+++ 文書の抜粋 +++

あっはは、似合うかも、と無邪気にお多福さんのノリツッコミに笑う円部に、いつもならわたしだって尻馬にすかさず乗っかり、はいどおしるばあ、とゆくところである。
しかし。
さんちょぱんさの手綱を曳く力は甚だ強く。
鞍から引きずり落とされそうになるのを必死でしがみ付く。 しかしまだよじ登れない。 尻がだらしなく地に着きそうになっている。
そっか、わたしが眩しかったからか!
お多福さんが、よいしょと尻を押し上げる。
そうそう。白い服着て眩しくて。 背中に羽根が生えてきちゃったりしてて? わっかに掴まったら雲の上で、ニッコリ蹴り落とされて。 お逝きなさい、て? ここはイズコ、て?
「いやあ、面白いなぁ」
円部が満足気に、去ってゆく。 わたしも、と追いかけ去ってゆくお多福さん。
そうか。 ヘヴンズ・ドアのせいで、空白の日にちがわたしの中に生まれていたに違いない。

+++ 提示データ +++

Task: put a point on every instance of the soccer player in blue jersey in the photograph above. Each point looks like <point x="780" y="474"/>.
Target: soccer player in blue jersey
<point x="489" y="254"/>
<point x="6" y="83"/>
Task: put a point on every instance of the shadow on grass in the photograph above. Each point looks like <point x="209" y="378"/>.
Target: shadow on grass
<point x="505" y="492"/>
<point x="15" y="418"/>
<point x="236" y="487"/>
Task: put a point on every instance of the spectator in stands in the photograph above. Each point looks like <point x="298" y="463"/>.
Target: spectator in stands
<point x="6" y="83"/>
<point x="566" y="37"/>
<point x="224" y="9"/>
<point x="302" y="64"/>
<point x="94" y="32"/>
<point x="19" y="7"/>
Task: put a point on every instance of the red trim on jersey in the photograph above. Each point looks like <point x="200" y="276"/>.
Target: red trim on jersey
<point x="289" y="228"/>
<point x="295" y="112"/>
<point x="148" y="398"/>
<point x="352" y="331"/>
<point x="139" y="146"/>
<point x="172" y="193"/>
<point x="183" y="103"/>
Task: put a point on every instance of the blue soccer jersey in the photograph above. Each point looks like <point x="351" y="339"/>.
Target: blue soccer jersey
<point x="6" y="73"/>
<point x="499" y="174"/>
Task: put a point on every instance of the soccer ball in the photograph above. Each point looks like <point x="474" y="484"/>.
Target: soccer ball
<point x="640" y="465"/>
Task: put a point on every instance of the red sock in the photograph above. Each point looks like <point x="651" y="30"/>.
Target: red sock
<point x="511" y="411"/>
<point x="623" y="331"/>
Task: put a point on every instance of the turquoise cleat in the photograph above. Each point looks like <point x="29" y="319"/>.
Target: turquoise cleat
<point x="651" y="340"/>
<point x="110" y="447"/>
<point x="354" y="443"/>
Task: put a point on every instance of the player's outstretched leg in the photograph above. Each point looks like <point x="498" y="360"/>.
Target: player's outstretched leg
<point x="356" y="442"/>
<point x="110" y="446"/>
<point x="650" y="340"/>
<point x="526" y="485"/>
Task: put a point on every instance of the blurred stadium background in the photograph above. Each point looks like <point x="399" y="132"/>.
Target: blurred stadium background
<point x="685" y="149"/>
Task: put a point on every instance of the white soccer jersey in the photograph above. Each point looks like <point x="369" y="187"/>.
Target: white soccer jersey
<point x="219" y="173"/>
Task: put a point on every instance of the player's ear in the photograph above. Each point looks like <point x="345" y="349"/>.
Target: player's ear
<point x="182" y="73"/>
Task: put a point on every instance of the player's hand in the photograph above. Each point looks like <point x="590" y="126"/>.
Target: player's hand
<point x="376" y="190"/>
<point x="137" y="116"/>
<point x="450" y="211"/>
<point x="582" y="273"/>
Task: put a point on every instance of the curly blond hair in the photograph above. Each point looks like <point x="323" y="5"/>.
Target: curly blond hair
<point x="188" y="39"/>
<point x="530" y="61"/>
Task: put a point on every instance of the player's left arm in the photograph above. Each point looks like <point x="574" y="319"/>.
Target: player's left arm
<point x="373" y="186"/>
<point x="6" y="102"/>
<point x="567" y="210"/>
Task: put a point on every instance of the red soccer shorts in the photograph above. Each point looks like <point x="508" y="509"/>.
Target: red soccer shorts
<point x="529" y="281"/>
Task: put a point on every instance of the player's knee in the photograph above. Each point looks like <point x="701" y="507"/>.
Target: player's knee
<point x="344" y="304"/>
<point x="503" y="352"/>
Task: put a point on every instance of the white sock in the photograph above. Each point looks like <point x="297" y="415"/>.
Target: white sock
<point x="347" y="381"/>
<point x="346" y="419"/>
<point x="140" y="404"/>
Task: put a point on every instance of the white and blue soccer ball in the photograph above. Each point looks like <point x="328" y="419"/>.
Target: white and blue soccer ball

+++

- 課題の構成
- A) 文書の抜粋を二文で要約せよ。
- B) 文書の抜粋の「あっはは、似合うかも、と無邪」から「そっか、わたしが眩しかったからか!」まで（両端を含む）を、「お多福さん」を「おかめさん」に改めて書き出せ。
- C) 円部とお多福さんが登場する文書の抜粋を、最後の文の後から書き継げ。

- 解答例
- A) 円部はお多福さんのノリツッコミに笑うが、わたしはいつものように乗っかれず、鞍から落ちそうになったところをお多福さんに尻を押し上げられる。円部とお多福さんが去ったあと、わたしはヘヴンズ・ドアのせいで自分の中に空白の日にちが生まれていたに違いないと考える。

- B)
あっはは、似合うかも、と無邪気におかめさんのノリツッコミに笑う円部に、いつもならわたしだって尻馬にすかさず乗っかり、はいどおしるばあ、とゆくところである。
しかし。
さんちょぱんさの手綱を曳く力は甚だ強く。
鞍から引きずり落とされそうになるのを必死でしがみ付く。 しかしまだよじ登れない。 尻がだらしなく地に着きそうになっている。
そっか、わたしが眩しかったからか!

- C)
今日は資源ゴミの日であったはず。 明日が可燃ゴミであるから、今夜は生ゴミを心置きなく出すことができる。
ではない。
休みボケか、メモを書き散らしたせいか。 日にちの感覚がおかしい。昨日から三日くらいは経っただろうという感覚なのである。
果たして、いやなぜ、かような話になったのか、わからない。 わからないが、ピタリと当てはまった、と感じたのである。
感じたままに任せるにはちと心許ないが、どうせ大した拠り所あってのものではない。 ならばと降ってきたのを信じて、そのままゆくしかないのである。
2010年08月17日(火) |
あわあわ、阿波おどり |
「お休みは、どこかいかはったんですか」
CGの精鋭がひとり、本宮さんが、訊いてきたのである。 土産は京都のを配ってあるので、ええちょいと京都に、と答える。
「本宮さんはどちらかへ。帰省とか」
話し口調から関西であろう。 まさかここで京都とか、と予想してみたのだが、意外な答えが返ってきたのである。
帰省はしてないんやけど、仕事でここに来てました、と苦笑う。
後ろでひとまとめにして肩の辺りまで垂らしている黒髪が、一緒に笑うように揺れる。
「お国はどちらですか」 「徳島です」
徳島っ。 わたしが土佐から京都へのついでに立ち寄ろうかとしていた地である。
「阿波おどりがあったばかりじゃあ、ないですかっ」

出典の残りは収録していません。